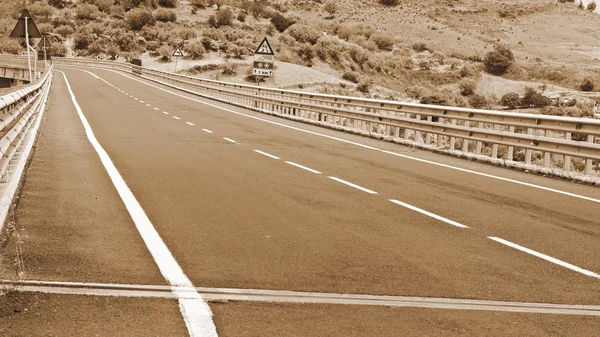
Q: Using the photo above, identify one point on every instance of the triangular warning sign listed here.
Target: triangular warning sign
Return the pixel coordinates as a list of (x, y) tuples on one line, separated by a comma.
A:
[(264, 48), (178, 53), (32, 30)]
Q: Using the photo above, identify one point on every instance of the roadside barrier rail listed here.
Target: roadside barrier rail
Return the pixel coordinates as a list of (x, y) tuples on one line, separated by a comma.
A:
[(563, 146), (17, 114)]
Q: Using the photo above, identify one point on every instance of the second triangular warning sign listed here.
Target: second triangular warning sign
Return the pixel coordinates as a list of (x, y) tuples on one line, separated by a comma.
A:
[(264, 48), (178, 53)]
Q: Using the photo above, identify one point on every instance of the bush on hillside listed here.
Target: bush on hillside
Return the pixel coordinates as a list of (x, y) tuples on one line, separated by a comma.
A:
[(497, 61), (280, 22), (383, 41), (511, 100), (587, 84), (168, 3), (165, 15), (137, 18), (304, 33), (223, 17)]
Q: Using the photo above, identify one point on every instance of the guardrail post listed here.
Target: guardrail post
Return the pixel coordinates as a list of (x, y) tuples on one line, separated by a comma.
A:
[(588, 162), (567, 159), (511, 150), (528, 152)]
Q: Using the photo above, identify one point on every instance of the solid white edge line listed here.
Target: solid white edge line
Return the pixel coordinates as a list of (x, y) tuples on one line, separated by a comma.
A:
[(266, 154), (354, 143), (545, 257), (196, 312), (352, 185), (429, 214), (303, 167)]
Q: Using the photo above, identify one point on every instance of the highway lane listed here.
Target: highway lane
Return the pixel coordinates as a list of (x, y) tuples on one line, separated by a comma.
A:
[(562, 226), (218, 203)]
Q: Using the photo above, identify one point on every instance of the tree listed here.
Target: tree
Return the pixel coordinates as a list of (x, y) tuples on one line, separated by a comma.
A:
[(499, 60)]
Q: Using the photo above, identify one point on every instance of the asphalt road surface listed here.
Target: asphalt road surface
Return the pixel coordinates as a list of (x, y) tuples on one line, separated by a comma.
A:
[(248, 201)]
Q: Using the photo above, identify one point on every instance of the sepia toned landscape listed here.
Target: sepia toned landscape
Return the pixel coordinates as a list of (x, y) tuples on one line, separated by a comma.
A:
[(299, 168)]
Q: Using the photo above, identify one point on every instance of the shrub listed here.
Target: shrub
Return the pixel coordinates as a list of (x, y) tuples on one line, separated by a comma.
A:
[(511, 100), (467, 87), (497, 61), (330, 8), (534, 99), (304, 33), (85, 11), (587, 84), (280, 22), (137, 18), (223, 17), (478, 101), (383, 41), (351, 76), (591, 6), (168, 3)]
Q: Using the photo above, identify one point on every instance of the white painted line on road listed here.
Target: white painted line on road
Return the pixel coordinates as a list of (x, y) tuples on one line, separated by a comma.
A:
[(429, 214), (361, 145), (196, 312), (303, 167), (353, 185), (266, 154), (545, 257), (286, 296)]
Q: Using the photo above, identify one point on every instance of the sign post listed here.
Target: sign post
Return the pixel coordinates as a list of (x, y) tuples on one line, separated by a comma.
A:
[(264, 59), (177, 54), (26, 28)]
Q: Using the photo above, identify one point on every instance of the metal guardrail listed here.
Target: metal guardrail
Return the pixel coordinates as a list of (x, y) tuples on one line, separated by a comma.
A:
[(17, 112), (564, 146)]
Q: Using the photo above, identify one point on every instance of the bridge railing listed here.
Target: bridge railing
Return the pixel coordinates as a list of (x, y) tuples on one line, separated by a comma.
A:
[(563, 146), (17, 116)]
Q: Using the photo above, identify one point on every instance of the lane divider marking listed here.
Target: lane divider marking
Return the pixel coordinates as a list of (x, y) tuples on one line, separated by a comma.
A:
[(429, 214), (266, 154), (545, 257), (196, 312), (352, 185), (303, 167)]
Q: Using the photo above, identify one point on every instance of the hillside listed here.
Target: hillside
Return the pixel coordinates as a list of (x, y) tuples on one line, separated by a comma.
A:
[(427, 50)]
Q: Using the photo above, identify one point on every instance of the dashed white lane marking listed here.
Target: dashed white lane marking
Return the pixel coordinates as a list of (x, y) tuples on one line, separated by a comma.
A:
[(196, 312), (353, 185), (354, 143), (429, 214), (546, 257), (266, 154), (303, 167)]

##########

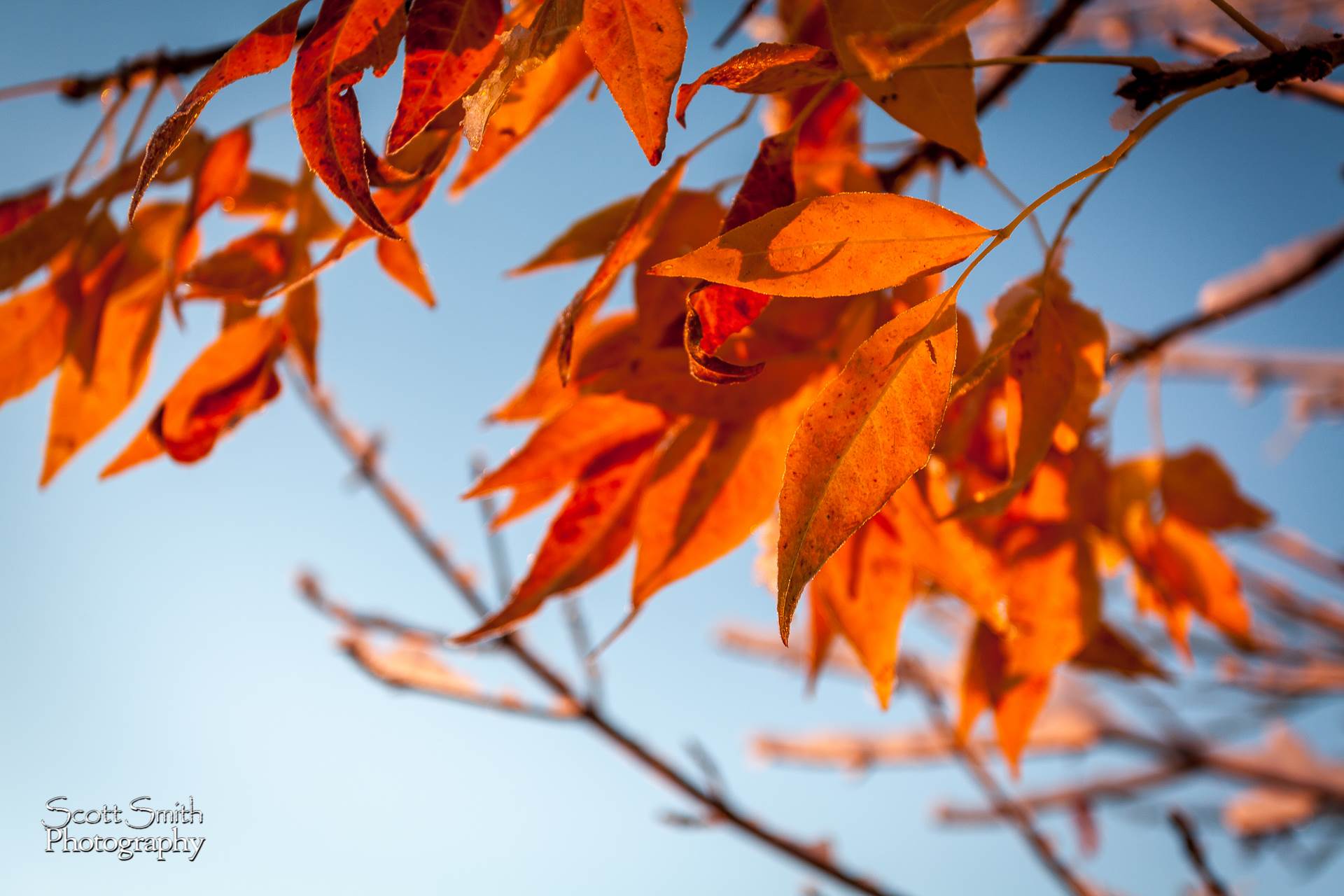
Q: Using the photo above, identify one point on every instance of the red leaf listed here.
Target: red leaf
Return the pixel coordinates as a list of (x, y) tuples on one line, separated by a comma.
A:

##########

AUFGABE
Übertragen Sie die Zeilen von der Zeile mit „railing listed here.“ bis einschließlich der Zeile mit „[(427, 50)]“ in eine Markdown-Tabelle mit den Spalten „Nr“ für die fortlaufende Zeilennummer und „Zeile“ für den Wortlaut. Leerzeilen werden dabei ausgelassen.

ERGEBNIS
| Nr | Zeile |
|---|---|
| 1 | Q: Using the photo above, identify one point on every instance of the bridge railing listed here. |
| 2 | Target: bridge railing |
| 3 | Return the pixel coordinates as a list of (x, y) tuples on one line, separated by a comma. |
| 4 | A: |
| 5 | [(563, 146), (17, 116)] |
| 6 | Q: Using the photo above, identify one point on every instance of the lane divider marking listed here. |
| 7 | Target: lane divider marking |
| 8 | Return the pixel coordinates as a list of (x, y) tuples on one line, separated by a comma. |
| 9 | A: |
| 10 | [(429, 214), (266, 154), (545, 257), (196, 312), (352, 185), (303, 167)] |
| 11 | Q: Using the photo above, identify one point on every instance of the hillside listed here. |
| 12 | Target: hillside |
| 13 | Return the pixel coordinates as a list of (x, y) tuples on one line, separated by a comma. |
| 14 | A: |
| 15 | [(427, 50)] |